_DIRECTIVE A:_ Reproduce the listing verbatim from the line with "Expected: a point placed on each instance of the white cloud" to the end of the listing, including both of those lines.

During the past 8 1/2 months of testimony, court heard how Pompeo’s fear-based stress may have clouded his judgement into believing Gillespie was reaching into a pocket for a weapon when he and friend Dale Brewer were stopped by Pompeo and his partner in a Chemainus driveway.

“Threat cues lead you to believe there’s a weapon,” Wood said of a 59-second window when Pompeo reverted to his training, and lowered his moral culpability.

Wood also noted what he called Pompeo’s failure to engage in situational reassessment as the night’s events unfolded.

Hira cited 41 letters testifying to Pompeo’s commitment as a concerned cop and community booster.

Still, Wood remained concerned about Pompeo’s actions.

“This was not one of those cases,” he said of Pompeo’s commendable career.

Ruzicka noted, “In this case, mitigating circumstances don’t offset aggravating circumstances.”

Hira explained hard jail time could be seen as cruel and unusual punishment, given convicts can deliver rough, possibly lethal, justice to police officers behind bars.

Wood understood the risks of prison life Pompeo could face, even under protective-custody orders.

“The reality is, if there’s a security issue, it means 23 hours a day in your jail cell, and an hour in the yard.”

Besides, explained Hira, Pompeo is a family man who had an unblemished police-service record, until shooting Gillespie.

_DIRECTIVE B:_ Write out the passage on the sentencing hearing word for word, from "Hira explained hard" to "until shooting Gillespie.".

_TASK INPUTS:_
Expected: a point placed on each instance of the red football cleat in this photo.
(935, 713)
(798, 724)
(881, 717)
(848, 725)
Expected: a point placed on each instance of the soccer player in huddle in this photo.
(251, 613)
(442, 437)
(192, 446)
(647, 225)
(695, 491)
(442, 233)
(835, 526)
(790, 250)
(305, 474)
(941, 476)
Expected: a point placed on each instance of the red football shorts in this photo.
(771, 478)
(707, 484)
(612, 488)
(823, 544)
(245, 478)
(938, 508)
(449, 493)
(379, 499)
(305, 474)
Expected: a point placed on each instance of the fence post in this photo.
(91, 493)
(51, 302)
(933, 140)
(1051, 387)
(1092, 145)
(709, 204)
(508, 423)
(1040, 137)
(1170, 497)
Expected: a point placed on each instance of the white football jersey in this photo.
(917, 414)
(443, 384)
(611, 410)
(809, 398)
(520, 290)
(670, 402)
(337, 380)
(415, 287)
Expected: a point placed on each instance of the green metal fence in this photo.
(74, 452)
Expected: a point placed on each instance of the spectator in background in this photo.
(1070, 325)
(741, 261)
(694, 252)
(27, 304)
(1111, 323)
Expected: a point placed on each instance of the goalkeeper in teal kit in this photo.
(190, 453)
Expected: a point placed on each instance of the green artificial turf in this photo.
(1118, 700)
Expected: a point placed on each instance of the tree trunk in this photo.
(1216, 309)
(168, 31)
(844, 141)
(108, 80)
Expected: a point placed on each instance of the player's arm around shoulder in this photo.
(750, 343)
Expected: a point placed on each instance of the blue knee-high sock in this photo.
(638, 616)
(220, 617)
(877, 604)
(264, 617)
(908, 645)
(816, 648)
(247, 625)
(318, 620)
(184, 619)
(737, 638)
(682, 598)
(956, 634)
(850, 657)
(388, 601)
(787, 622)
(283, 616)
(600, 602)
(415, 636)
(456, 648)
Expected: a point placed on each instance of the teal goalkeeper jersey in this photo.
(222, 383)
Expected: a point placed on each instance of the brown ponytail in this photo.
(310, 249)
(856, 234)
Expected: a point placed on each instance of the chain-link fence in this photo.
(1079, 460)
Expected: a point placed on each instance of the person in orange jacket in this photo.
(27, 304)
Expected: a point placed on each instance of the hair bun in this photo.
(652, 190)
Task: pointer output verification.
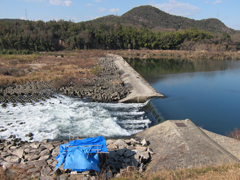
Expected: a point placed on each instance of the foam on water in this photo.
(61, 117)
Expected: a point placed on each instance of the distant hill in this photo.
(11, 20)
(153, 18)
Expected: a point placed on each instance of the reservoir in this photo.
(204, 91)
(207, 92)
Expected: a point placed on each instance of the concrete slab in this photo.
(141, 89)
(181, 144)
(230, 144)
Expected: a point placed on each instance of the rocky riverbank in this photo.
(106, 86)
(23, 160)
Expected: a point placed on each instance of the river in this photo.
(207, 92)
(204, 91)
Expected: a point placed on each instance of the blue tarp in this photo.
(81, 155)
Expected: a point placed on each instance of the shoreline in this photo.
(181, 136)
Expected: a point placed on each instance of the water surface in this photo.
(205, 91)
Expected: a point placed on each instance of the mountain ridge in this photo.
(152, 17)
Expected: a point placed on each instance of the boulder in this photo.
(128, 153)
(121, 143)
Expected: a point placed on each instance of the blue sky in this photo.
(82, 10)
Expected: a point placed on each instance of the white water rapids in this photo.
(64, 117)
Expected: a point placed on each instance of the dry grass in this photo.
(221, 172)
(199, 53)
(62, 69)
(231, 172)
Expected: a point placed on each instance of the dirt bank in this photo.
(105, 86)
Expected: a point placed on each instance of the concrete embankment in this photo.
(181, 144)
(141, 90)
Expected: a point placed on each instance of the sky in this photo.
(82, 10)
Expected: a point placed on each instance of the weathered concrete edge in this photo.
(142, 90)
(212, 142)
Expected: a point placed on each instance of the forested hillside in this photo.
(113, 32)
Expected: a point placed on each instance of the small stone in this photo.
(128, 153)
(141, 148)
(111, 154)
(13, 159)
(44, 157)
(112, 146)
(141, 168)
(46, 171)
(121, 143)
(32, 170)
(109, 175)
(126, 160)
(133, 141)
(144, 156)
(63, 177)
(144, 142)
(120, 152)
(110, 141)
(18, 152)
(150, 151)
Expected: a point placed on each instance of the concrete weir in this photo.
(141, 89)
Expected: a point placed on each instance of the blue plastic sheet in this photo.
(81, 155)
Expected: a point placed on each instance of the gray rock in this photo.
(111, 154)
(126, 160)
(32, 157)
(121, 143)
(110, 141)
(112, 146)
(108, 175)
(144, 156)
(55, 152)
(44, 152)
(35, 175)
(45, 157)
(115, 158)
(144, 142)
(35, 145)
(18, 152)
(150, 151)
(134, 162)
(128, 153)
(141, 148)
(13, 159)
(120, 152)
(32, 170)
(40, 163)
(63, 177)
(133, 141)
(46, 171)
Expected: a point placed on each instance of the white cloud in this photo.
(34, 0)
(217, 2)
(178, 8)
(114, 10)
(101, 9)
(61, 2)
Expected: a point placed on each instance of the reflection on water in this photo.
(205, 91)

_TASK OUTPUT A:_
Expected: a point placed on each instance of the white cloud in this photo.
(34, 0)
(217, 2)
(178, 8)
(114, 10)
(101, 9)
(61, 2)
Expected: a point placed on each instance of the reflection on water in this photo.
(205, 91)

_TASK OUTPUT B:_
Hira explained hard jail time could be seen as cruel and unusual punishment, given convicts can deliver rough, possibly lethal, justice to police officers behind bars.

Wood understood the risks of prison life Pompeo could face, even under protective-custody orders.

“The reality is, if there’s a security issue, it means 23 hours a day in your jail cell, and an hour in the yard.”

Besides, explained Hira, Pompeo is a family man who had an unblemished police-service record, until shooting Gillespie.